[Richiesta 1]
Nel testo su Giussy Farina, in quale località risulta nato?
[Richiesta 2]
Trascriva riga per riga, senza alcuna modifica, tutti i record riportati più avanti, tralasciando le immagini nella risposta.

[Testo del documento]
____

E’ venuto a mancare, nella giornata di martedì 22 aprile, Giovanni, Giussy, Farina. Un uomo di Calcio, si può definirlo, Giussy Farina; soprattutto del Vero Calcio, scomparso 10/15 anni fa, soppiantato dal nuovo entertainment pallonaro.
Veneto di nascita (nato in provincia di Vicenza, a Gambellara), imprenditore agricolo (manifestò sempre con orgoglio le sue origine contadine, le sue aziende agricole sparse nel Nord Est italico e i possedimenti in Sud Africa) amante del calcio, il suo nome è legato principalmente a due squadre, il Lanerossi Vicenza di cui fu presidente dal 1968 al 1981, e poi presidente dell’ AC Milan 1899, dal 1982 al 1986. Un ‘imprenditore smaliziato, lo si potrebbe definire; legato a molte nobildonne da cui ebbe 6 figli e molti possedimenti immobiliari; invischiato in beghe giudiziarie si ritirò per molti anni in Sud Africa, sua seconda “patria”.
Amava il football; era il classico “padre-presidente” che valorizzava i giovani talenti per poi rivenderli alle grandi squadre. Portò il LR Vicenza ad un leggendario secondo posto nella stagione 1977/78 che gli diedero la possibilità di giocare in coppa Uefa l’anno successivo.
Tra le sue fila il talento Paolo Rossi. Il suo pupillo. Un ammirazione che gli costò cara. Già, la sua capacità e scaltrezza nel calcio mercato dimostrata negli anni si interruppe con Paolo Rossi.
Leggendaria la “battaglia” per la comproprietà del centravanti, con la Juventus di G.Agnelli. Non raggiungendo un accordo con la corazzata bianconera , dominatrice dei campionati degli anni 70 e anche del calcio mercato (controllava ogni potenziale campione che militava nelle squadre minori) si arrivò alle famose “buste”, ovvero l’indicazione del prezzo di acquisto della metà del cartellino in possesso della controparte che veniva aggiudicata a chi indicava il prezzo più alto. Giussy indicò una cifra stratosferica (2 miliardi e 600 milioni di vecchie Lire) ben più alta di quello che scrisse il plenipotenziario bianconero Boniperti (850 milioni).
Pur di tenersi Paolo Rossi a quelle cifre indebitò in maniera irreversibile le casse della società. Dopo la retrocessione del club veneto nel 1979, diede in prestito il giocatore al Perugia , ma si vociferava che il giocatore era ormai di proprietà della Juventus che lo pagò “in nero” un miliardo di Lire.
Con il “buco” creato a Vicenza si allontanò dal calcio per qualche mese per poi, con un “coup de theatre” diventare proprietario e presidente del Milan nella primavera del 1982.
Dopo lo scandalo scommesse, e la condanna alla retrocessione in B nella stagione 1980/81, il ritorno in serie A l’annata successiva , la società rossonera era guidata da Gaetano Morazzoni dopo la radiazione del presidente Felice Colombo (si presumeva che Morazzoni fosse soltanto il prestanome di Colombo), ma la situazione economica e sportiva era alquanto precaria.

____

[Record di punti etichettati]
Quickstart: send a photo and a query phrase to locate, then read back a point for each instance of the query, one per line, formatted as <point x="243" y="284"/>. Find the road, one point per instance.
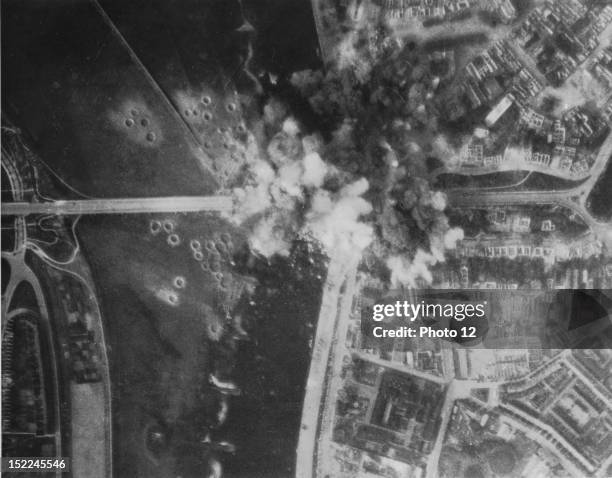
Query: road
<point x="573" y="199"/>
<point x="335" y="308"/>
<point x="121" y="206"/>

____

[Soluzione completa 1]
A Gambellara, in provincia di Vicenza.

[Soluzione completa 2]
Quickstart: send a photo and a query phrase to locate, then read back a point for each instance of the query, one per line, formatted as <point x="243" y="284"/>. Find the road, one point per instance.
Query: road
<point x="573" y="199"/>
<point x="335" y="308"/>
<point x="121" y="206"/>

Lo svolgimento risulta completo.